Reproduce verbatim every line of the records from the line containing "Segment the ash-covered" through the final line of the records, both ends included.

## START Supplied entries

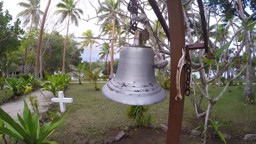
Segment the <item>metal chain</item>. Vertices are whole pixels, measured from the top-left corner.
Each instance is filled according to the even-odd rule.
[[[191,59],[189,56],[189,49],[186,46],[185,47],[186,52],[185,55],[185,61],[186,63],[186,69],[185,69],[185,74],[186,74],[186,83],[185,83],[185,94],[187,96],[190,95],[190,83],[191,83]]]
[[[137,26],[138,22],[132,20],[131,17],[133,15],[138,16],[138,5],[139,5],[139,3],[138,0],[130,0],[127,5],[128,11],[131,13],[130,15],[130,19],[131,20],[130,21],[130,32],[133,34],[135,31],[138,29]]]

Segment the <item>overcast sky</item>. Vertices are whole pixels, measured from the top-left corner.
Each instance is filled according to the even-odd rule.
[[[0,0],[1,1],[1,0]],[[49,13],[48,16],[49,17],[47,18],[46,20],[48,21],[48,23],[51,23],[51,21],[56,21],[56,20],[57,19],[57,17],[56,15],[54,14],[54,13],[57,8],[56,8],[56,5],[60,2],[60,0],[53,0],[51,1],[51,5],[49,10]],[[96,0],[91,0],[91,3],[96,8],[98,8],[99,4],[98,3],[98,1]],[[104,0],[101,0],[101,2],[103,2]],[[3,8],[4,9],[8,9],[10,14],[13,16],[14,21],[16,20],[16,16],[17,14],[21,11],[23,9],[22,8],[17,5],[17,4],[21,2],[27,2],[26,0],[3,0]],[[43,11],[44,11],[46,5],[47,4],[48,0],[41,0],[41,5],[40,10]],[[79,3],[78,4],[79,8],[82,9],[84,11],[84,15],[82,16],[82,18],[87,20],[88,16],[90,17],[92,17],[96,16],[96,11],[94,8],[89,3],[89,0],[80,0]],[[124,7],[124,8],[126,8]],[[148,16],[149,16],[151,20],[156,19],[156,17],[153,13],[150,13]],[[152,14],[151,14],[152,13]],[[51,20],[51,18],[52,20]],[[21,20],[22,20],[21,19]],[[95,34],[95,35],[97,35],[100,32],[100,26],[96,26],[95,23],[97,23],[97,19],[95,19],[87,22],[86,21],[81,20],[79,21],[78,27],[75,27],[74,25],[71,25],[69,26],[69,33],[74,33],[75,36],[77,37],[82,37],[82,33],[86,31],[88,29],[91,29],[93,33]],[[52,26],[50,24],[47,26],[46,29],[50,31],[52,28]],[[23,26],[24,28],[27,28],[28,27],[28,26]],[[66,29],[65,24],[60,25],[60,27],[57,29],[57,31],[61,31],[60,33],[62,35],[66,34]],[[79,39],[77,39],[78,41],[80,41]],[[99,56],[98,56],[98,53],[100,53],[100,48],[95,47],[96,45],[94,45],[91,53],[91,61],[96,61],[99,59]],[[85,49],[84,50],[84,53],[82,54],[83,61],[89,61],[89,49]],[[114,56],[114,58],[118,58],[119,57],[119,54],[117,53]]]

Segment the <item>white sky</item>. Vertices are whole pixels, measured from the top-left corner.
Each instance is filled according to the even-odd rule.
[[[0,0],[1,1],[1,0]],[[51,5],[49,9],[49,13],[48,16],[49,17],[51,18],[52,20],[49,20],[50,18],[48,17],[48,22],[50,21],[55,21],[57,19],[57,16],[54,14],[54,11],[57,10],[56,8],[56,5],[59,3],[60,0],[52,0]],[[97,0],[90,0],[91,3],[95,8],[98,8],[99,4],[98,3]],[[101,2],[103,2],[104,0],[101,0]],[[4,9],[8,9],[10,14],[13,16],[13,21],[15,21],[16,19],[16,16],[17,14],[21,11],[24,9],[18,5],[17,4],[21,2],[27,2],[26,0],[3,0],[3,8]],[[43,11],[44,11],[46,5],[47,4],[48,0],[41,0],[41,5],[40,10]],[[88,16],[90,17],[92,17],[96,16],[96,11],[94,8],[89,3],[89,0],[80,0],[79,4],[79,8],[82,9],[84,11],[84,15],[81,16],[81,18],[87,20],[88,19]],[[124,7],[124,8],[126,8]],[[150,14],[148,16],[149,16],[150,19],[155,20],[156,17],[153,11],[150,11]],[[151,14],[152,13],[152,14]],[[22,20],[21,19],[21,20]],[[82,37],[82,33],[86,31],[88,29],[91,29],[94,33],[95,35],[97,35],[100,32],[100,26],[96,26],[95,23],[97,23],[97,19],[95,19],[86,22],[84,20],[81,20],[79,22],[78,27],[75,27],[74,25],[71,25],[69,26],[69,33],[74,33],[75,36],[77,37]],[[46,25],[46,24],[45,24]],[[63,26],[62,26],[63,25]],[[65,24],[60,25],[60,27],[57,30],[60,31],[65,27]],[[24,28],[28,27],[27,26],[24,26]],[[51,27],[52,26],[49,25],[46,27],[47,29],[51,30]],[[60,33],[62,35],[66,34],[66,28],[62,31]],[[80,39],[78,39],[78,41],[80,41]],[[96,45],[94,45],[92,48],[91,52],[91,61],[96,61],[99,59],[100,57],[98,56],[98,53],[100,53],[100,48],[95,47]],[[83,61],[89,61],[89,49],[85,49],[84,53],[82,54],[82,57],[83,57]],[[117,53],[114,56],[114,58],[119,58],[119,54]]]

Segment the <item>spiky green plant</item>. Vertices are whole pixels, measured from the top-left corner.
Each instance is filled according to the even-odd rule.
[[[60,114],[57,113],[51,122],[40,126],[38,113],[32,114],[27,103],[24,100],[23,118],[20,115],[17,114],[20,124],[16,122],[0,108],[0,119],[4,123],[3,124],[3,122],[0,122],[0,134],[13,137],[20,143],[57,143],[54,141],[48,141],[47,138],[64,122],[68,113],[68,112],[62,118]]]

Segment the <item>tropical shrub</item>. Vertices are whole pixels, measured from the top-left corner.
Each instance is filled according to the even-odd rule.
[[[32,89],[32,88],[31,87],[26,86],[24,94],[30,93]],[[37,100],[37,96],[30,95],[28,96],[28,100],[30,101],[30,105],[32,107],[34,112],[34,113],[37,112],[39,113],[39,110],[38,110],[39,103],[38,103],[38,100]]]
[[[4,86],[4,79],[0,76],[0,89],[3,89]]]
[[[126,110],[126,116],[134,119],[136,126],[148,126],[154,122],[154,117],[150,114],[145,114],[148,111],[148,106],[130,105]]]
[[[15,98],[23,94],[26,84],[23,79],[11,77],[5,79],[5,82],[6,87],[13,91]]]
[[[71,81],[67,74],[47,76],[47,81],[42,85],[43,89],[52,92],[54,96],[59,91],[63,91]]]
[[[209,124],[207,126],[207,128],[202,132],[202,135],[204,134],[205,133],[207,133],[209,129],[212,129],[213,130],[213,135],[218,134],[219,137],[222,139],[223,142],[226,144],[226,139],[225,138],[223,134],[220,130],[219,130],[219,128],[223,126],[226,125],[226,123],[219,123],[218,121],[216,121],[215,120],[210,119],[211,124]],[[205,127],[205,124],[201,122],[199,124],[199,125],[195,128],[195,129],[198,129],[200,128],[203,128]]]
[[[97,87],[97,85],[98,82],[101,79],[101,77],[100,77],[101,72],[101,70],[99,69],[96,69],[93,71],[88,70],[84,72],[85,76],[94,83],[94,87],[96,91],[100,90]]]
[[[23,79],[26,82],[26,86],[31,86],[33,89],[35,89],[40,86],[40,82],[36,80],[34,76],[30,74],[18,75],[18,78]]]
[[[47,138],[64,122],[68,112],[62,118],[60,114],[57,113],[51,122],[40,126],[38,113],[32,114],[24,100],[23,113],[23,118],[17,114],[19,124],[0,108],[0,119],[3,122],[0,122],[0,135],[8,135],[20,143],[57,143],[54,141],[48,141]]]

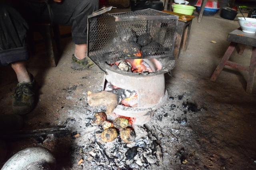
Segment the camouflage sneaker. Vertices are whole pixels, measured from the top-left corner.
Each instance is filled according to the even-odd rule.
[[[34,109],[35,80],[18,83],[12,98],[12,110],[15,114],[24,115]]]
[[[84,59],[78,59],[73,55],[71,61],[71,67],[74,70],[82,70],[87,68],[91,68],[95,64],[91,59],[86,57]]]

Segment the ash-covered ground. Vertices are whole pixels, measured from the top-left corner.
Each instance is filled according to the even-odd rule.
[[[23,117],[24,129],[66,125],[70,133],[7,141],[6,159],[24,148],[41,146],[52,152],[60,170],[114,169],[116,162],[126,169],[256,169],[256,98],[255,90],[245,92],[247,74],[225,69],[216,82],[209,80],[228,45],[227,34],[238,27],[236,22],[207,17],[200,24],[193,21],[188,50],[182,52],[172,76],[166,75],[167,102],[141,129],[144,132],[138,133],[146,135],[128,146],[119,139],[107,144],[98,140],[102,130],[91,119],[104,108],[89,106],[87,94],[102,90],[104,74],[70,68],[74,48],[70,39],[56,67],[40,67],[38,57],[31,59],[28,70],[39,86],[38,100]],[[248,64],[250,50],[246,49],[243,57],[234,54],[232,61]],[[0,71],[0,114],[11,114],[16,78],[10,67]],[[126,152],[134,147],[136,151],[127,154],[134,157],[127,161]]]

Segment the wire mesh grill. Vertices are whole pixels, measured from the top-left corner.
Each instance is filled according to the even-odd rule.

## END Supplied entries

● Task output
Segment the ash-covered ground. Vertices are whole pixels, measured from the top-left corner.
Each instance is filled according to the even-odd rule.
[[[23,117],[24,129],[66,125],[70,133],[7,141],[6,159],[24,148],[41,146],[52,152],[60,170],[114,169],[116,162],[126,169],[256,169],[256,98],[255,90],[245,92],[247,74],[225,69],[216,82],[209,80],[228,45],[227,34],[238,27],[236,22],[207,17],[200,24],[193,21],[188,50],[182,52],[172,76],[166,75],[167,102],[141,129],[144,132],[138,133],[146,135],[128,146],[119,139],[107,144],[98,140],[102,130],[91,119],[104,108],[89,106],[87,94],[102,90],[104,74],[70,68],[74,48],[70,39],[56,67],[40,67],[38,57],[31,59],[28,70],[39,86],[38,100]],[[248,64],[250,50],[246,49],[243,57],[234,54],[232,61]],[[0,71],[0,114],[11,114],[16,78],[10,67]],[[126,152],[134,147],[136,151],[127,154],[134,157],[127,161]]]

Segment the wire mesh grill. Vertices are whole pixels, measured from the top-left corner.
Each instance is filled according to the even-odd rule.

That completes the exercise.